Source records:
+++++
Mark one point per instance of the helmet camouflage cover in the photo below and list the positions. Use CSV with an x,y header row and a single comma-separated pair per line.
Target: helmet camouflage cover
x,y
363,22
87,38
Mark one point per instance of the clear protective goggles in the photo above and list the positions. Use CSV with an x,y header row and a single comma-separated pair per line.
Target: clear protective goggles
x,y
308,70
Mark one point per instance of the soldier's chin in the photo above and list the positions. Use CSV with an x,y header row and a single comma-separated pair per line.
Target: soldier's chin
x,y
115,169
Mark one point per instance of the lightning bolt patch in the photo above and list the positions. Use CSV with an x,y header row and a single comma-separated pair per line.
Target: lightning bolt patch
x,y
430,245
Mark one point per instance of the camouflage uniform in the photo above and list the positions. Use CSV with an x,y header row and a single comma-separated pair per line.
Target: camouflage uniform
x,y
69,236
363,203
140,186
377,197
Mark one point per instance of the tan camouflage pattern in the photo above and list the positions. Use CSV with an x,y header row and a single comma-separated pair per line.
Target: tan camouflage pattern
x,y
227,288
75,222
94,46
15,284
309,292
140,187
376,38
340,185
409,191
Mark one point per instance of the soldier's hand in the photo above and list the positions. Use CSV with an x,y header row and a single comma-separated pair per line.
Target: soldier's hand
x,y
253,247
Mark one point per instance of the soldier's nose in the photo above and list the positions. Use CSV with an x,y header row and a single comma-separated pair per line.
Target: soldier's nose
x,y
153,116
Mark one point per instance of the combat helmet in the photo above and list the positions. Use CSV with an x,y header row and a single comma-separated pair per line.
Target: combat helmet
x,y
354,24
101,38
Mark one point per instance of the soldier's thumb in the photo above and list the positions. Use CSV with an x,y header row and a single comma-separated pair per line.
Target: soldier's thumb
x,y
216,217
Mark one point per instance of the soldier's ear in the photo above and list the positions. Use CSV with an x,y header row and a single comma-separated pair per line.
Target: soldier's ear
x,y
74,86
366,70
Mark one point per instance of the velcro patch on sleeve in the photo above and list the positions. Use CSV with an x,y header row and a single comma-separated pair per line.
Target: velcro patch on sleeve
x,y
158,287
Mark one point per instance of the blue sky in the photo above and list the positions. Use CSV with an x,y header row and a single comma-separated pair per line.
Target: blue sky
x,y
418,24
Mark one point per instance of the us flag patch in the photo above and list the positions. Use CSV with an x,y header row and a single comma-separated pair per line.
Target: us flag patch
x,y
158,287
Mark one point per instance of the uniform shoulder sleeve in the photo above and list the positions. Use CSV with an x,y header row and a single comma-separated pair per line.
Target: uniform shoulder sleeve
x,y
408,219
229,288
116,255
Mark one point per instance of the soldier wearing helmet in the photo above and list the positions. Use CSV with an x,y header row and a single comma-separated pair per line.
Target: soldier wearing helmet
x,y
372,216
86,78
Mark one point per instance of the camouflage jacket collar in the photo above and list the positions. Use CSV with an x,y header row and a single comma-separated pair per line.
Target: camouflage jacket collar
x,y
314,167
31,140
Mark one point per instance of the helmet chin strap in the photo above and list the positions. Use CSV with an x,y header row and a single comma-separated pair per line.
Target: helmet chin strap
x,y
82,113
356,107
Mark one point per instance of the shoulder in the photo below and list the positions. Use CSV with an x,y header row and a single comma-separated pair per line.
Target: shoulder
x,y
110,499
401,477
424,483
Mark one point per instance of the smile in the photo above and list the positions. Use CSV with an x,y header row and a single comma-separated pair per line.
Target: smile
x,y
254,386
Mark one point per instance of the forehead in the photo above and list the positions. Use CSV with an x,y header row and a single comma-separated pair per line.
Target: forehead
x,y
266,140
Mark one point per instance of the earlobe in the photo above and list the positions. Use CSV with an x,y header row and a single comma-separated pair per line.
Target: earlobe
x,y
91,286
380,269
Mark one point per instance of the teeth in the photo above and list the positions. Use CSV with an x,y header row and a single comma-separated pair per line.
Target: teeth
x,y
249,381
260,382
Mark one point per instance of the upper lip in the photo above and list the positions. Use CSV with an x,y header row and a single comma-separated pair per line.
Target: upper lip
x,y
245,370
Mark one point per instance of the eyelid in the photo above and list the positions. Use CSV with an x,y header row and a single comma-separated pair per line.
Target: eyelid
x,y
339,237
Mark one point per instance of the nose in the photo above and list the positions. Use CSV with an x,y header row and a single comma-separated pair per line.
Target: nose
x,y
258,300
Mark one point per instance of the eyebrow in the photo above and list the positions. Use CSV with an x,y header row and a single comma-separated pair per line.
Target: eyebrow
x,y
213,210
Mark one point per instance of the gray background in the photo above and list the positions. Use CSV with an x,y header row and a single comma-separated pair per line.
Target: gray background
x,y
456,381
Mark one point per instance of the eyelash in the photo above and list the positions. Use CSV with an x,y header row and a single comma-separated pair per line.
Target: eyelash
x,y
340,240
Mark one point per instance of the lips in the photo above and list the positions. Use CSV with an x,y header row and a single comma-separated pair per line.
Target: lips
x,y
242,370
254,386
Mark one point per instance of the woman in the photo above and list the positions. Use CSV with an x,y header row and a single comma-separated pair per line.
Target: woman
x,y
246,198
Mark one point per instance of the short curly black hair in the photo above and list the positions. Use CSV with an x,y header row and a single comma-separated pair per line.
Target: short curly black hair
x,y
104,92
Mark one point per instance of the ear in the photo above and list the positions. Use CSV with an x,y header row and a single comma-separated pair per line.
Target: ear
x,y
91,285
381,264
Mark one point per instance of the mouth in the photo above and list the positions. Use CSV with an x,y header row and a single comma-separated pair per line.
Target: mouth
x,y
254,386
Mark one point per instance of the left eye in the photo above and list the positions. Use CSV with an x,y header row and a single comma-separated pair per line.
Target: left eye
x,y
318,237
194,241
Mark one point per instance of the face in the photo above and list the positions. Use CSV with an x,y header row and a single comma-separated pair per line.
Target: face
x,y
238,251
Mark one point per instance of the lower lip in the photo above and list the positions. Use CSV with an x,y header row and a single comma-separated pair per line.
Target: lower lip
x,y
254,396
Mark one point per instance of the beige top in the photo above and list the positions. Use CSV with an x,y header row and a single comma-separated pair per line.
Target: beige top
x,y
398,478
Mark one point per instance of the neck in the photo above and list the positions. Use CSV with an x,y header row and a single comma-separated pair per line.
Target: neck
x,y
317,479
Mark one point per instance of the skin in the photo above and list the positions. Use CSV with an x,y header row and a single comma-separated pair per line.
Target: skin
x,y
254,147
+++++
| The problem |
Type out the whole listing above again, exactly as it stands.

| Right answer |
Mark one point per instance of the helmet camouflage cover in the photo below and list the positions. Use CSV with an x,y header row and a single comma-separated pair per line.
Target: helmet camouflage cover
x,y
363,22
87,38
Mark one point per instance of the clear protective goggles in the photo above and list the positions. Use CSV with an x,y header row and a single comma-separated pair per line.
Target: clear protective goggles
x,y
308,70
Mark one point per instance of the soldier's chin in the photo above and list the positions. Use CSV with an x,y header row and a single comma-separated pair per line.
Target: soldier's chin
x,y
115,169
Mark one point per instance of the lightning bolt patch in the photo above and list the positions. Use CSV with an x,y header row and a single comma-separated pair per line.
Target: lightning bolt patch
x,y
430,245
Mark one point per instance of the camouflage uniform in the photo above and list the positions. Use CSV with an x,y header row and a single comma-separated pair per line.
Target: camouflage uniform
x,y
69,236
363,203
140,186
377,197
Mark one point per instance of the tan camouflage pattern in the photo above and list the positions. Use CSV with an x,y header row and a single comma-separated pair per line.
Target: tan camouflage pattern
x,y
227,288
75,222
94,46
15,284
309,292
140,187
376,38
340,185
409,191
Mark one point per instance of the soldier's hand in the photo above and list the positions. Use CSV with an x,y header row and a single comma-separated pair per line.
Target: soldier's hand
x,y
253,247
Mark one point per instance of the soldier's nose in the photo above and list the positions. Use CSV with an x,y header row and a single comma-separated pair per line.
Target: soldier's nose
x,y
153,116
Mark one point per instance of the combat helmet in the photo above and list the positions. Use CSV with an x,y header row and a single comma-separated pair per line.
Target: combat helmet
x,y
354,24
101,38
Mark one point per instance of the soldier's thumb in the photo above and list the positions. Use CSV with an x,y header row and a single comma-separated pair per line.
Target: soldier's thumb
x,y
216,217
Mark one point per instance of the soldier's ear in the photo above and list the positions. Use CSV with an x,y header row and a single comma-separated pair per line.
Target: soldier's ear
x,y
74,86
366,70
Mark one point per instance of the velcro patch on sleeve in the photo above and list the positions. Use CSV with an x,y header row and a single comma-separated pair per line.
Target: velcro patch on sleeve
x,y
158,287
Mark one point per instance of the blue sky in the photo above and list the positions. Use CSV with an x,y header row and a single comma-separated pair per line.
Target: blue sky
x,y
418,24
Mark one point per instance of the us flag patch in the photo above and list the positions. Use CSV with an x,y header row and a single comma-separated pair per line.
Target: us flag patch
x,y
158,287
Mark one point per instance of the uniform shoulder sleeve in the photo above and list the positions. Use CSV with an x,y header row and a single comma-separated pair per line.
Target: uniform shoulder sleeve
x,y
408,219
229,288
116,255
Mark one point per instance of the soldier wearing helmet in the photo above and list the positions. Use CSV with an x,y header row and a single comma-separated pair per line.
Target: soldier wearing helmet
x,y
372,216
86,78
Mark one point per instance of the camouflage jacket collar in the photo above and list the positions. Use CSV with an x,y header row and a single comma-separated pair per line.
Target: camouflage jacket collar
x,y
314,167
31,140
Mark one point per instance of the helmet chin strap in the photo above and list the positions. Use CSV with an x,y header row and a single comma-separated pair per line.
Target: helmet chin strap
x,y
82,113
356,107
Mark one point per instance of the shoulder in the photo below and list the positions. Use CSV with an x,y header row and a single comma-separated pair per line.
Target: shoulder
x,y
110,499
401,477
424,483
Mark one point per instance of the smile in the photo above and list the positions. Use CSV with an x,y header row and a single comma-separated pair per line.
Target: smile
x,y
254,386
Mark one point per instance of the forehead in the photo above and list the positions. Use CSV with an x,y header row and a single comma-separated pair per line.
Target: forehead
x,y
266,140
Mark one point per instance of the earlobe in the photo above and list the positions. Use CSV with an x,y header row and a single comma-separated pair per line.
Target: earlobe
x,y
91,286
380,269
Mark one point per instance of the teeth in the photo above and list the positions. Use CSV with an x,y header row and a single comma-separated pair per line.
Target: teeth
x,y
249,381
260,382
Mark one point per instance of the upper lip in the photo above and list the positions. Use CSV with an x,y header row and a single comma-separated pair per line.
Target: upper lip
x,y
245,370
Mark one point per instance of the eyelid in the photo above and list the positions. Use CSV with an x,y header row and a single comma-separated pair per line.
Target: eyelid
x,y
339,237
Mark one point per instance of the nose in the photo above and list the positions. Use CSV with an x,y header row and a single comma-separated pair per line.
Target: nose
x,y
258,300
Mark one point per instance of the eyebrow in the photo above and list the positions. Use CSV with an x,y header row and a single comma-separated pair per line.
Target: eyebrow
x,y
213,210
Mark one point per instance of the gray background in the photo above and list the positions. Use CSV with an x,y header row and a single comma-separated pair per line.
Target: gray background
x,y
456,381
Mark one point per instance of the eyelash in the photo above and list the positions. Use CSV with an x,y header row and a single comma-separated pair per line.
Target: eyelash
x,y
340,240
Mark one point per instance of the lips in the photo above and list the positions. Use CSV with an x,y header row and a single comma-separated pair per line.
Target: lips
x,y
242,370
254,386
Mark one point per instance of the woman in the photo above and list the positions. Use CSV with an x,y header row and a single comma-separated pair per line.
Target: woman
x,y
246,198
Mark one point per instance of the short curly black hair in the photo above and list the positions. Use CSV with an x,y header row and a single comma-separated pair per line.
Target: short curly black hair
x,y
104,92
Mark one point per instance of the ear in the photo above and list the positions. Use CSV with an x,y header row and a single comma-separated pair per line.
Target: ear
x,y
91,285
381,264
Mark one point per instance of the mouth in the photo above and list the positions. Use CSV with an x,y header row and a single comma-separated pair per line.
Target: mouth
x,y
254,386
Mark one point per instance of the left eye in the photo above and list the positions. Use CSV with an x,y header row and a single comma-separated pair per line.
Target: left eye
x,y
318,237
194,241
Mark one point per instance of the face in the photo above and list the positions. Use CSV with an x,y header row and a single comma-separated pair per line.
Target: face
x,y
238,251
Mark one point per instance of the lower lip in the photo above and list the positions. Use CSV with an x,y header row and a single comma-separated pair per line.
Target: lower lip
x,y
254,396
Mark one point per instance of the beige top in the photo above and list the positions. Use CSV with an x,y header row and a single comma-separated pair per line.
Target: beige top
x,y
398,478
Mark one point per instance of the neck in the photo above and list the positions. Use CSV with an x,y header row and a single comma-separated pair per line.
Target: neck
x,y
317,479
Mark one point per instance of the skin in the photo above and list the positions. Use CSV with an x,y header row and a single comma-separated pair per line.
Target: skin
x,y
254,147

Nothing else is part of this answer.